Task item - Go through the data that follows and restate each line exactly as it reads.

Dataset content -
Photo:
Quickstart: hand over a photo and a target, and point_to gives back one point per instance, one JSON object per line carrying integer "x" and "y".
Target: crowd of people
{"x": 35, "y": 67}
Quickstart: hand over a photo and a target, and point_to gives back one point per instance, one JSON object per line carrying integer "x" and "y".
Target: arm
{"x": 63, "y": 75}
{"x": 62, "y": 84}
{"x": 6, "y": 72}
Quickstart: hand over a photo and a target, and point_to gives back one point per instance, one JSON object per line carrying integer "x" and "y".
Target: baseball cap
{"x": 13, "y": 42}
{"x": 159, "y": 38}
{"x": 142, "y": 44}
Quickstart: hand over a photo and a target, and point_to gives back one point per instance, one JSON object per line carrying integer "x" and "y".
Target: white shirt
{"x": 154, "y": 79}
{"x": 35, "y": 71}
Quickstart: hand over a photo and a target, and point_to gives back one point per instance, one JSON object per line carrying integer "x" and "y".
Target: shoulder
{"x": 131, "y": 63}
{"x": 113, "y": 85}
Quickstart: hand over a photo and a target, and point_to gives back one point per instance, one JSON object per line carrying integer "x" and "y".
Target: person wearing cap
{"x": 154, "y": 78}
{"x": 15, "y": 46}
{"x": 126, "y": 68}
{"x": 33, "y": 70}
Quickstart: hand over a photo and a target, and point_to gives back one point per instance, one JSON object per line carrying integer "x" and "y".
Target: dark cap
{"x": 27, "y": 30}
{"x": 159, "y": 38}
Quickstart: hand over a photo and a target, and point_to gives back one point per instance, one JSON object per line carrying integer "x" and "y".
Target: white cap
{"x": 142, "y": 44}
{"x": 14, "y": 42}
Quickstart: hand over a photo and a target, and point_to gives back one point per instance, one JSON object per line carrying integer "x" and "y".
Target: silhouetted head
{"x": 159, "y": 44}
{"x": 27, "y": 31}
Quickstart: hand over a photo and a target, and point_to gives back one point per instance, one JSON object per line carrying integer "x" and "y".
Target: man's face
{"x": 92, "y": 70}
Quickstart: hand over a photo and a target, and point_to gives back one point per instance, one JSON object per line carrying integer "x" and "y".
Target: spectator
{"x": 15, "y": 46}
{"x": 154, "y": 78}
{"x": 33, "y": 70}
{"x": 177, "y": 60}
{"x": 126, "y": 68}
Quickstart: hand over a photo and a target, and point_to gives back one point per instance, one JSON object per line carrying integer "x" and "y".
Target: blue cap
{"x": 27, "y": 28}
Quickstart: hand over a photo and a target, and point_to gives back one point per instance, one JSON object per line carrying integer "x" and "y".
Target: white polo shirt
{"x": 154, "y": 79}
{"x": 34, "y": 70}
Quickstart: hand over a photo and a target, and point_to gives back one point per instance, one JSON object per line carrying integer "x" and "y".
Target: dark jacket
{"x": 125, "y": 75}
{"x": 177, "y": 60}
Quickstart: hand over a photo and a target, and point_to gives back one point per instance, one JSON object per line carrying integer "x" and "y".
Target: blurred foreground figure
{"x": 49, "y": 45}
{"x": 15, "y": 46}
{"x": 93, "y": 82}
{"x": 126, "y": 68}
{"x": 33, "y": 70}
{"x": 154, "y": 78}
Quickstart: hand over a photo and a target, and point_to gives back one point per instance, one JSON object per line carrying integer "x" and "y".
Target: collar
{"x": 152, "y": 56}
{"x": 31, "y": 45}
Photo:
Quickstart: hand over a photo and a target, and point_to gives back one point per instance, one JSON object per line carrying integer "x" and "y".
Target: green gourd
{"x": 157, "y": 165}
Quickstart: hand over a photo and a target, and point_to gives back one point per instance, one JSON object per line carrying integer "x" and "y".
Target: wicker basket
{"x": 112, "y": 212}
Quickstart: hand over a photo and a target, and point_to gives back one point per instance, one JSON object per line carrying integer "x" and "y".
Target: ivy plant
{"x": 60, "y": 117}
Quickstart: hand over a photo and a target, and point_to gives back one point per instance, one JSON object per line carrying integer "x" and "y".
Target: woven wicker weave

Exercise answer -
Photo:
Quickstart: hand over a photo and a target, and point_to gives back one point per instance, one JSON object per line carrying integer "x" and "y".
Target: crowd of people
{"x": 35, "y": 67}
Quickstart: hand over a photo and a target, and point_to gives back one point per instance, one JSON object per line carrying integer "x" and "y".
Target: arm
{"x": 63, "y": 75}
{"x": 62, "y": 84}
{"x": 6, "y": 72}
Quickstart: hand over a photo and a target, and point_to gives back one point per instance, one JSON object per line carrying integer "x" and "y".
Target: baseball cap
{"x": 13, "y": 42}
{"x": 159, "y": 38}
{"x": 142, "y": 44}
Quickstart: hand over a photo and a target, and point_to gives back one point per instance, one JSON object per line carrying integer "x" and "y".
Target: white shirt
{"x": 154, "y": 79}
{"x": 35, "y": 71}
Quickstart: hand over a photo and a target, and point_to gives back one point per instance, one JSON object per line carrying integer "x" and "y".
Target: shoulder
{"x": 131, "y": 63}
{"x": 113, "y": 85}
Quickstart: hand over a photo and a target, and point_to gives back one point per instance, one JSON object per line carrying integer "x" and "y".
Target: person wearing cap
{"x": 154, "y": 78}
{"x": 15, "y": 46}
{"x": 126, "y": 68}
{"x": 33, "y": 70}
Quickstart: hand over a photo and a target, and point_to gives back one point per instance, one JSON object per line carrying integer "x" and "y".
Target: dark cap
{"x": 27, "y": 30}
{"x": 159, "y": 38}
Quickstart: hand over a photo and a target, and point_to gives back one point per instance, one JSON object per line carrying integer "x" and "y".
Target: white cap
{"x": 142, "y": 44}
{"x": 14, "y": 42}
Quickstart: hand over a photo and a target, and point_to gives back one point per instance, one JSON object per line carrying integer "x" and "y".
Target: silhouetted head
{"x": 159, "y": 44}
{"x": 27, "y": 31}
Quickstart: hand over a photo and a target, and point_to gives back one point per instance, one JSON object per line carrying integer "x" and "y".
Target: man's face
{"x": 92, "y": 70}
Quickstart: hand over a photo and a target, and point_to gives back one point per instance, one JSON object per line carrying integer "x" and "y".
Target: spectator
{"x": 15, "y": 46}
{"x": 154, "y": 78}
{"x": 33, "y": 70}
{"x": 177, "y": 60}
{"x": 126, "y": 68}
Quickstart: hand over a photo and a target, and point_to gives back one point per instance, one JSON object per line carrying integer "x" and "y".
Target: blue cap
{"x": 27, "y": 28}
Quickstart: hand over a photo and a target, and point_to gives back one point per instance, one JSON object per line carrying integer "x" and "y".
Target: white polo shirt
{"x": 154, "y": 79}
{"x": 34, "y": 70}
Quickstart: hand over a photo and a target, and point_to gives back one point per instance, one JSON object per line carrying integer "x" and "y".
Target: dark jacket
{"x": 125, "y": 75}
{"x": 177, "y": 60}
Quickstart: hand over a photo and a target, and point_to gives back one point per instance, one JSON object per line carrying integer "x" and "y".
Target: blurred foreground figure
{"x": 49, "y": 45}
{"x": 15, "y": 46}
{"x": 93, "y": 82}
{"x": 126, "y": 68}
{"x": 33, "y": 70}
{"x": 154, "y": 78}
Quickstart: hand over a photo and a target, and point_to gives back one point per instance, one JSON object per line carrying integer "x" and "y".
Target: collar
{"x": 152, "y": 56}
{"x": 31, "y": 45}
Photo:
Quickstart: hand over a photo and a target, and point_to gives back one point per instance, one JSON object per line carrying integer "x" and "y".
Target: green gourd
{"x": 157, "y": 165}
Quickstart: hand over a photo and a target, and point_to gives back one point per instance, one JSON object per line carrying integer "x" and "y".
Target: wicker basket
{"x": 112, "y": 212}
Quickstart: hand over a photo and a target, and point_to gives back one point per instance, one JSON object per line carrying integer "x" and "y".
Target: ivy plant
{"x": 60, "y": 117}
Quickstart: hand over a photo and a target, and point_to gives back one point per instance, one JSON object per line carrying integer "x" and "y".
Target: woven wicker weave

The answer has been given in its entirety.